**SELECTED EXCERPT**

────────────────────

International Conference on Green Chemistry: Tel Aviv University

25 02 2007

International Conference on Green Chemistry
June 6-7, 2007

In recent years we have seen a tremendous legislative and policy effort world over to regulate and re-examine national chemical policies. Some examples are the new European REACH directive for assessment and registration of chemicals, new laws in California to assess human exposure to chemicals and new legislation in Michigan to promote alternative, cleaner business methods. This trend is the result of public opinion increasingly connecting chemicals with health hazards, whereby the word “chemicals” has for some people become synonymous with “poison”. In addition to the health risks, chemicals and chemical processes present huge environmental problems, not to mention the contribution of energy intensive processes in industry to global warming.

Green Chemistry
The above concerns have given rise to new research and educational initiatives both in academia and in industry to study and teach the potential for cleaner, more sustainable chemistry, with the development of a field now known as “green chemistry”. The purpose of this field is to try to design chemicals and chemical processes that will be less harmful to human health and the environment. In 2005 the field achieved world recognition when 3 chemists received the Nobel Prize for their research in green chemistry. The business world has not lagged behind, and several companies have seen great success after producing products that are considered environmentally safe. Nowadays, intensive R&D work is taking place in industries all over the world to examine alternatives to existing processes and use of materials.

────────────────────

**EXTRACTED RECORDS**
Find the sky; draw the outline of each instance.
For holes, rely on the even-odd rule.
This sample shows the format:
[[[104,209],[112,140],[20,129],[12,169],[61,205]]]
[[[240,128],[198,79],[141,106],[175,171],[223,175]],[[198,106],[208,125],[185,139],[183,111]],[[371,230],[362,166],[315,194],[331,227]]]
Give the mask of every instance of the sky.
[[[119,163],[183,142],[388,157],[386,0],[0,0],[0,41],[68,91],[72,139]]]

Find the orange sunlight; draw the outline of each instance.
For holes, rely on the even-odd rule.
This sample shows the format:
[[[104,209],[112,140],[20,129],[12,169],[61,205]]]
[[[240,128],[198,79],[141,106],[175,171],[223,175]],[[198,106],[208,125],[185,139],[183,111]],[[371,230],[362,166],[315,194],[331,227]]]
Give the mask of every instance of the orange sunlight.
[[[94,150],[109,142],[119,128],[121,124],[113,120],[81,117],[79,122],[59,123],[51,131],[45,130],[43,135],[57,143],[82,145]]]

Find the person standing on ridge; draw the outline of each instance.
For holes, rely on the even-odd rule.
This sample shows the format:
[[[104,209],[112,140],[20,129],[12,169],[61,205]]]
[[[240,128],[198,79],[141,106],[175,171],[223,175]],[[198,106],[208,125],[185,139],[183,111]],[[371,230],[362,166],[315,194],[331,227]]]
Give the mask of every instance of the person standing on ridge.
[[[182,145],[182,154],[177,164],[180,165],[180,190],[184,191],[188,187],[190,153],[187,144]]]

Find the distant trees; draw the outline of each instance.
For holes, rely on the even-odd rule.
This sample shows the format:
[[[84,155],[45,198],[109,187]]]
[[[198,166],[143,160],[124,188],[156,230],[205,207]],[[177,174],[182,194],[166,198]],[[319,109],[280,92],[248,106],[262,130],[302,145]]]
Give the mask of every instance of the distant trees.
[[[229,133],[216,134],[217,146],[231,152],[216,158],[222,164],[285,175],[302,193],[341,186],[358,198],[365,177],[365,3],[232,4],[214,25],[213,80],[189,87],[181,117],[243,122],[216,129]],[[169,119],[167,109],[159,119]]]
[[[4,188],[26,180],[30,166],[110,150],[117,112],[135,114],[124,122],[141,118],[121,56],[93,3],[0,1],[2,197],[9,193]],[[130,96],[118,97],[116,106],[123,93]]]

────────────────────

**PROBLEMS TO WORK ON**
**A.** Do these statements agree with the green chemistry text? Answer yes or no for each, quoting the words of the text that decide it. (i) Three chemists received the Nobel Prize in 2005 for research in green chemistry. (ii) The new laws in California aim to promote alternative, cleaner business methods. (iii) The business world has lagged behind in green chemistry.
**B.** Reproduce the part of the green chemistry text that opens with the words containing "In recent years" and closes with "to global warming.".

**SOLUTIONS BELOW**
**A.**
(i) Yes: "In 2005 the field achieved world recognition when 3 chemists received the Nobel Prize for their research in green chemistry."
(ii) No: "new laws in California to assess human exposure to chemicals"
(iii) No: "The business world has not lagged behind"

**B.**
In recent years we have seen a tremendous legislative and policy effort world over to regulate and re-examine national chemical policies. Some examples are the new European REACH directive for assessment and registration of chemicals, new laws in California to assess human exposure to chemicals and new legislation in Michigan to promote alternative, cleaner business methods. This trend is the result of public opinion increasingly connecting chemicals with health hazards, whereby the word “chemicals” has for some people become synonymous with “poison”. In addition to the health risks, chemicals and chemical processes present huge environmental problems, not to mention the contribution of energy intensive processes in industry to global warming.